* Start *

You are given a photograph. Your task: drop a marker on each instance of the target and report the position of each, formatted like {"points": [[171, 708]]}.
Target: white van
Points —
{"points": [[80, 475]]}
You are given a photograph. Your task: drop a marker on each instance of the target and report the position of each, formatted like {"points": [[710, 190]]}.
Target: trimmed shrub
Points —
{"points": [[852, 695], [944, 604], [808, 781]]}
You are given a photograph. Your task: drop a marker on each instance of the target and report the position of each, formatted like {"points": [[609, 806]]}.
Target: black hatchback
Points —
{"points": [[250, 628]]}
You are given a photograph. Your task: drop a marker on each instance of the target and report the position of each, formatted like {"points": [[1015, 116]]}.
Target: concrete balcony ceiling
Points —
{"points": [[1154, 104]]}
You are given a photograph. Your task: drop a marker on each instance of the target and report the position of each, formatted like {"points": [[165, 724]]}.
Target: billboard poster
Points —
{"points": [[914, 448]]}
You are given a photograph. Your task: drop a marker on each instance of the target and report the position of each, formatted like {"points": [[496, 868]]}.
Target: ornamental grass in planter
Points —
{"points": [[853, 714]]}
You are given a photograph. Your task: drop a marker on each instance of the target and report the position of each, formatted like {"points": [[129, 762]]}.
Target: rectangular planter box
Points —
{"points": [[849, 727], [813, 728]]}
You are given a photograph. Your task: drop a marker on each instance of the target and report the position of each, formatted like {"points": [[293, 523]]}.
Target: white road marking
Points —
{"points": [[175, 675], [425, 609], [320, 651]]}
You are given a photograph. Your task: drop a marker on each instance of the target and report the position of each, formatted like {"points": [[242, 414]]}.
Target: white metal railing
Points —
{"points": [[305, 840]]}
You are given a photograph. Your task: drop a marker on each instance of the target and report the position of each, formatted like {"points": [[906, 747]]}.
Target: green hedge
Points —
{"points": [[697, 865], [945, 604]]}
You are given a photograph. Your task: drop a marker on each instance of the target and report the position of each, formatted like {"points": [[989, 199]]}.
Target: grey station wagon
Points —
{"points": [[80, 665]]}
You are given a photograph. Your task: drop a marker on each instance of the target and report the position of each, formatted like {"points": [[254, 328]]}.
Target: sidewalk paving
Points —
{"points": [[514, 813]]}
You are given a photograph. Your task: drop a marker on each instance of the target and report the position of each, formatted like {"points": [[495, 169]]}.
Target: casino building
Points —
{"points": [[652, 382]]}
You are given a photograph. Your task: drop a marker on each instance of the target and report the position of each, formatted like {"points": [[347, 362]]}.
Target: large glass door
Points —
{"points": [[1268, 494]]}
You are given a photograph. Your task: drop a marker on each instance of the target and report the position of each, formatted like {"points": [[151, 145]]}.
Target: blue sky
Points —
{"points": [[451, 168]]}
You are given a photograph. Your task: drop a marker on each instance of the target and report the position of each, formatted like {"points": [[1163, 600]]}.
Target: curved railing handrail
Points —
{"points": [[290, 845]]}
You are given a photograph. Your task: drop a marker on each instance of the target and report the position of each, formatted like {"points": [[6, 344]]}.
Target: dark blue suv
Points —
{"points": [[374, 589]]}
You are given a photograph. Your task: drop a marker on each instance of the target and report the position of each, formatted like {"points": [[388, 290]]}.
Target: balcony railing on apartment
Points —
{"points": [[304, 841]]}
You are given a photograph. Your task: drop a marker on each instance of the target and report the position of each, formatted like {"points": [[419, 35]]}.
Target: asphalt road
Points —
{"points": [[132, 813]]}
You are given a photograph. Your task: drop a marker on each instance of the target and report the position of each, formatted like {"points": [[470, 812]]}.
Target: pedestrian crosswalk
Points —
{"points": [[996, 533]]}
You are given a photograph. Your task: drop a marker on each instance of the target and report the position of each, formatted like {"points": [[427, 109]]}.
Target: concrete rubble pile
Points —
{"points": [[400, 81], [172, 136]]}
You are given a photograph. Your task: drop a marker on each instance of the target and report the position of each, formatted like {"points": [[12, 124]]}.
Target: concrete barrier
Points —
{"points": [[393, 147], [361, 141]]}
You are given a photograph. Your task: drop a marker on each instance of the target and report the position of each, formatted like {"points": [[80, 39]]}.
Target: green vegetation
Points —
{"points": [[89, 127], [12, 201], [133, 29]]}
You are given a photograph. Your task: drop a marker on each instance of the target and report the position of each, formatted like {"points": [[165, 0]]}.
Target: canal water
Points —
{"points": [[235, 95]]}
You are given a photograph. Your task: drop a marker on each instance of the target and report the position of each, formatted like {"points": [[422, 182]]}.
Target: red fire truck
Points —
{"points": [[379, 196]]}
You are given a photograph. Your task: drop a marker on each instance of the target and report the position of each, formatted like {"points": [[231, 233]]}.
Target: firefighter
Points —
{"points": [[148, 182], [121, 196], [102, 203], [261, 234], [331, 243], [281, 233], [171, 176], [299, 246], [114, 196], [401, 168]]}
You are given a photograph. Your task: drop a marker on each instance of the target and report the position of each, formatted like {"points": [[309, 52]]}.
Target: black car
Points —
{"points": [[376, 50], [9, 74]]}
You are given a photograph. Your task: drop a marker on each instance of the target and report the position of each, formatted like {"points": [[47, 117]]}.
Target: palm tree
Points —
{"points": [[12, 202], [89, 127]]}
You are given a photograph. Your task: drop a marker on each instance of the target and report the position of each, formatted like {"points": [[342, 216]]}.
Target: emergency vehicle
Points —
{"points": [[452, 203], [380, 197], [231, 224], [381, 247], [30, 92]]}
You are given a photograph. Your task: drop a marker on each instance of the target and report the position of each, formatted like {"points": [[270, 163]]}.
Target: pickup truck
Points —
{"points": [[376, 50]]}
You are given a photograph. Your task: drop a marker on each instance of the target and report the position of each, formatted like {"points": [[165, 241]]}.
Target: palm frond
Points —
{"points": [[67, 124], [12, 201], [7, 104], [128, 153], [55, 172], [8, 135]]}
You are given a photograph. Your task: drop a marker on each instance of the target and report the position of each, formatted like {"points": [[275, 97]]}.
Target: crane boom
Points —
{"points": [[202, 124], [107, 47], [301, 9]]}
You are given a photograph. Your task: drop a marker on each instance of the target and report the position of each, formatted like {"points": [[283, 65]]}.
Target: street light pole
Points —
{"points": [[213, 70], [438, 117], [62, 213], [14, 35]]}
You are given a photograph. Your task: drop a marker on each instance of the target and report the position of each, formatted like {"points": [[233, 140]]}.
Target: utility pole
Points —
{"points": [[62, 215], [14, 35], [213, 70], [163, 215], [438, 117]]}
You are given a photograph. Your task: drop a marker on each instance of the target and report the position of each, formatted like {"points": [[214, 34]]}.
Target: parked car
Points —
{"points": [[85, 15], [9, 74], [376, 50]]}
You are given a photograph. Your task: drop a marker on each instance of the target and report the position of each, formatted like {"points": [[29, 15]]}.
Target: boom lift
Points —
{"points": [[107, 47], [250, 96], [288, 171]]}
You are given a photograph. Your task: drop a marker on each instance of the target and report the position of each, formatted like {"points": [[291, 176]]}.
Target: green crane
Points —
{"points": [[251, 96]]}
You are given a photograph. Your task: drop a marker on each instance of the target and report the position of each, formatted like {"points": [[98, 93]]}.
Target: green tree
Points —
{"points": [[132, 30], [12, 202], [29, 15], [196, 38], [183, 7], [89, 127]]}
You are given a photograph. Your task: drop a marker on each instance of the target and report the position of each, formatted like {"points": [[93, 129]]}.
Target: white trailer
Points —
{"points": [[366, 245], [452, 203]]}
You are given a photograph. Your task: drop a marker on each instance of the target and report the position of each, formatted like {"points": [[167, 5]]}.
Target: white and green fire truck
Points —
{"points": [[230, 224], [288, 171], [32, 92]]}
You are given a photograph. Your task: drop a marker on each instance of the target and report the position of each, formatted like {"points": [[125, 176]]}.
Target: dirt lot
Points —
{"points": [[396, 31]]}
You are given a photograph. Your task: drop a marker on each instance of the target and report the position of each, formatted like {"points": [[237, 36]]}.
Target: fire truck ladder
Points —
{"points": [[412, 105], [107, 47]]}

* End *

Pull out each line of the listing above that contains the word "railing", and give those lines in the order they appear.

_Written answer_
Target: white metal railing
Target: curved railing handrail
Target: balcony railing on apartment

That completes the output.